Detection annotation records
↓

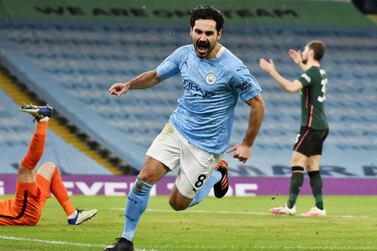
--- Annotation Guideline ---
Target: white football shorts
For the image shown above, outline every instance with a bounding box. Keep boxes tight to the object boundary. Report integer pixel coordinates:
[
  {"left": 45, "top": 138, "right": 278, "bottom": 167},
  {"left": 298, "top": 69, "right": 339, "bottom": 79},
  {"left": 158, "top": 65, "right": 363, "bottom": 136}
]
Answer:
[{"left": 146, "top": 123, "right": 223, "bottom": 198}]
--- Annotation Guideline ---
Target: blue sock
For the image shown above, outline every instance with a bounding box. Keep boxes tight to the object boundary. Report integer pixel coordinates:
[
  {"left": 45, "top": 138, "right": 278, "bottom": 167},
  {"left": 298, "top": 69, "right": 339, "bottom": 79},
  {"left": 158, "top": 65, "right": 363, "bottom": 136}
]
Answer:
[
  {"left": 189, "top": 170, "right": 222, "bottom": 207},
  {"left": 122, "top": 178, "right": 152, "bottom": 241}
]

↑

**WRITTEN PROBLEM**
Rewrite all the items above with "Annotation Guideline" changed to "Labeling Rule" and everything else kept as is. Leave out the pictures.

**RESPONSE**
--- Labeling Rule ---
Target: white football shorts
For the image shown above, outline every instance with a bounding box. Keep boxes tight to the object boundary. Report integer pixel coordinates:
[
  {"left": 45, "top": 138, "right": 278, "bottom": 167},
  {"left": 298, "top": 69, "right": 339, "bottom": 79},
  {"left": 158, "top": 65, "right": 363, "bottom": 136}
]
Answer:
[{"left": 146, "top": 123, "right": 223, "bottom": 198}]
--- Labeling Rule ---
Target: blue sock
For the image shown above, outline every instance with a bounding box. Keep boxes tight to the object boundary. Report integer pixel coordinates:
[
  {"left": 45, "top": 138, "right": 278, "bottom": 167},
  {"left": 298, "top": 69, "right": 339, "bottom": 79},
  {"left": 158, "top": 65, "right": 363, "bottom": 136}
]
Answer:
[
  {"left": 189, "top": 170, "right": 222, "bottom": 207},
  {"left": 122, "top": 178, "right": 152, "bottom": 241}
]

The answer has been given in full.